Beatus de Liébana
Beatus de Liébana appelé aussi San Beato (milieu du VIIIe siècle - 19 février 798) est un moine, théologien et abbé léonais du monastère de Santo Toribio de Liébana dans la région (comarca) de Liébana dans les contreforts des pics d'Europe (Communauté autonome de Cantabrie), auteur d'un Commentaire sur l'Apocalypse.
Origines
Beatus est un homme de grande culture chrétienne. Sans doute n'est-il pas originaire des monts Cantabriques. Certains historiens pensent qu'il vient plutôt de Tolède, ou même d'Andalousie. Peut-être a-t-il choisi ce monastère de Liébana en raison de la proximité de Covadonga et de Cosgaya (en), lieux que les chrétiens de l'époque considéraient comme miraculeux.
Beatus acquiert rapidement une réputation de haute érudition. Il devient même pendant quelque temps précepteur et confesseur de la fille d'Alphonse Ier, la future reine Audesinde.
La querelle de l'adoptianisme
En dehors du Commentaire de l'Apocalypse, Beatus est connu pour être un penseur militant et énergique. Il s'attaque à ceux qui se compromettent avec l'occupant musulman, en commençant par l'archevêque de Tolède, qu'il accuse d'hérésie. Cette accusation est liée à la querelle de l'adoptianisme, hérésie dont l'un des théoriciens est alors Félix, l'évêque d'Urgell.
Ce dernier proclame que le Christ n'est pas le fils de Dieu, mais a seulement été adopté par lui, thèse en complet désaccord avec celle du concile de Nicée sur la consubstantialité du Père et du Fils. Élipand, archevêque de Tolède, nommé à cette chaire par les Arabes, se rallie à cette doctrine. Cette hérésie séduisait un Wisigoth nostalgique de l'arianisme comme lui, l'adoptionisme n'étant, dans le fond, qu'un tardif avatar du subordinatianisme.
Le jour où la reine Audesinde prend le voile et prononce ses vœux en présence de toute la cour d'Asturie, Élipand va même jusqu'à faire lire une lettre, dans laquelle il déclare qu'il convient d'exterminer tous ceux qui ne verraient pas dans le Christ le fils adoptif de Dieu. Beatus s'en prend à Élipand sans retenir ses mots. À ce dernier, qui l'appelle « faux prophète » aux « écrits puants », Beatus répond en le traitant de « testicule de l'Antéchrist ». La polémique se poursuit ainsi dans une surenchère de violences verbales et ne s'achèvera que par la mort de Beatus.
Mais l'hérésie félicienne (du nom de Félix) a également séduit les occupants musulmans. Il y a dans ces thèses une remise en question de la nature divine de Jésus qui conduisait à une dévaluation du christianisme. Certains historiens pensent même qu'Elipand se serait fait l'apôtre de l'adoptianisme pour plaire aux autorités arabes.

Contenu des données:
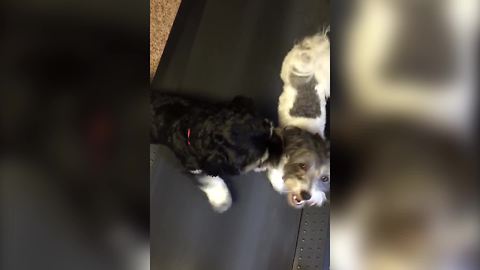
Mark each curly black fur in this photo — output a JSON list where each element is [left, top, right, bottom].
[[151, 91, 271, 176]]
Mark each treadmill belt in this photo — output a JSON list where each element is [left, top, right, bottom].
[[150, 0, 330, 270]]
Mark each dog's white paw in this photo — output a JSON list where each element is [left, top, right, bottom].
[[200, 176, 232, 213]]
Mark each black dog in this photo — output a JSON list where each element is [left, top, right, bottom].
[[151, 91, 273, 212]]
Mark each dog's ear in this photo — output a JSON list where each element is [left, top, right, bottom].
[[230, 96, 255, 112]]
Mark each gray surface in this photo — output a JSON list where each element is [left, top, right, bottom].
[[150, 0, 329, 270]]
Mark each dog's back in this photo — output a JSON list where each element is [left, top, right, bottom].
[[150, 91, 199, 144]]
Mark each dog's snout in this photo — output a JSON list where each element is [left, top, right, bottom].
[[300, 190, 312, 201]]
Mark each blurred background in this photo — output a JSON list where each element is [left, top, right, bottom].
[[0, 0, 149, 269], [331, 0, 480, 270]]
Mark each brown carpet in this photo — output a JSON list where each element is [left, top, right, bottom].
[[150, 0, 181, 79]]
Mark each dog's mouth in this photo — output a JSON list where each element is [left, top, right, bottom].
[[287, 193, 307, 208]]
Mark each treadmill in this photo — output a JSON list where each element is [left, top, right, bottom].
[[150, 0, 330, 270]]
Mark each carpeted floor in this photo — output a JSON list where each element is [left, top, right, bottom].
[[150, 0, 181, 78]]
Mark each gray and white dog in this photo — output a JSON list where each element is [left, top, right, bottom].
[[265, 29, 330, 208]]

Travail demandé:
1. Répondez aux questions suivantes à partir du texte sur Beatus de Liébana :
(a) De quel monastère Beatus est-il l'abbé ?
(b) De qui devient-il pendant quelque temps précepteur et confesseur ?
(c) Quel évêque d'Urgell compte parmi les théoriciens de l'adoptianisme ?
2. Recopiez tout ce qui va de « Le jour où la » jusqu'à « mort de Beatus. » dans le texte sur Beatus de Liébana, en renommant « Élipand » en « Elipandus ».
3. Prolongez le texte sur Beatus de Liébana à partir de l'endroit où il s'arrête.
Les données n'interviennent en rien dans ce travail.

Réponses par consigne:
1.
(a) Du monastère de Santo Toribio de Liébana.
(b) De la fille d'Alphonse Ier, la future reine Audesinde.
(c) Félix.

2.
Le jour où la reine Audesinde prend le voile et prononce ses vœux en présence de toute la cour d'Asturie, Elipandus va même jusqu'à faire lire une lettre, dans laquelle il déclare qu'il convient d'exterminer tous ceux qui ne verraient pas dans le Christ le fils adoptif de Dieu. Beatus s'en prend à Elipandus sans retenir ses mots. À ce dernier, qui l'appelle « faux prophète » aux « écrits puants », Beatus répond en le traitant de « testicule de l'Antéchrist ». La polémique se poursuit ainsi dans une surenchère de violences verbales et ne s'achèvera que par la mort de Beatus.

3.
Dès lors, on comprend mieux l'importance de l’Apocalypse chez les Chrétiens du Nord-Ouest de l'Espagne, et l'impact du Commentaire qu'en fait un moine fortement impliqué dans la lutte contre les hérésies, le califat et les religieux trop tolérants envers la religion concurrente. L'Apocalypse, que les Ariens refusaient de tenir pour un livre révélé, et qui est centré sur la divinité du Christ, devient, à partir du VIIIe siècle, le texte phare des chrétiens sous domination musulmane. L'Apocalypse est donc un ouvrage de combat, véritable arme théologique, contre tous ceux qui ne verraient pas dans le Christ une personne divine au même titre que Dieu le Père. Le clergé des Asturies reprend l'injonction du IVe concile de Tolède (633) : sous peine d'excommunication, « L’Apocalypse doit être tenue pour un livre canonique ; elle sera lue à l'Office entre la Pâque et la Pentecôte ». Une telle obligation ne concernait, de la Bible entière, que ce seul texte.
Les Manuscrits du Commentaire de l'Apocalypse
Beatus composa ce Commentaire de l'Apocalypse, en compilant des textes de Pères de l'Église. Son manuscrit fut recopié une trentaine de fois au Xe siècle et XIe siècle dans des manuscrits richement illustrés[1].
On appelle d'ailleurs Beatus des manuscrits ibériques des Xe siècle, XIe siècle et XIIe siècle, plus ou moins abondamment enluminés, où sont copiés notamment le Commentaire sur l'Apocalypse rédigé par Beatus de Liébana. Il en subsiste un dont l'origine se situe au nord des Pyrénées, le Beatus de Saint-Sever, daté du milieu du XIe siècle.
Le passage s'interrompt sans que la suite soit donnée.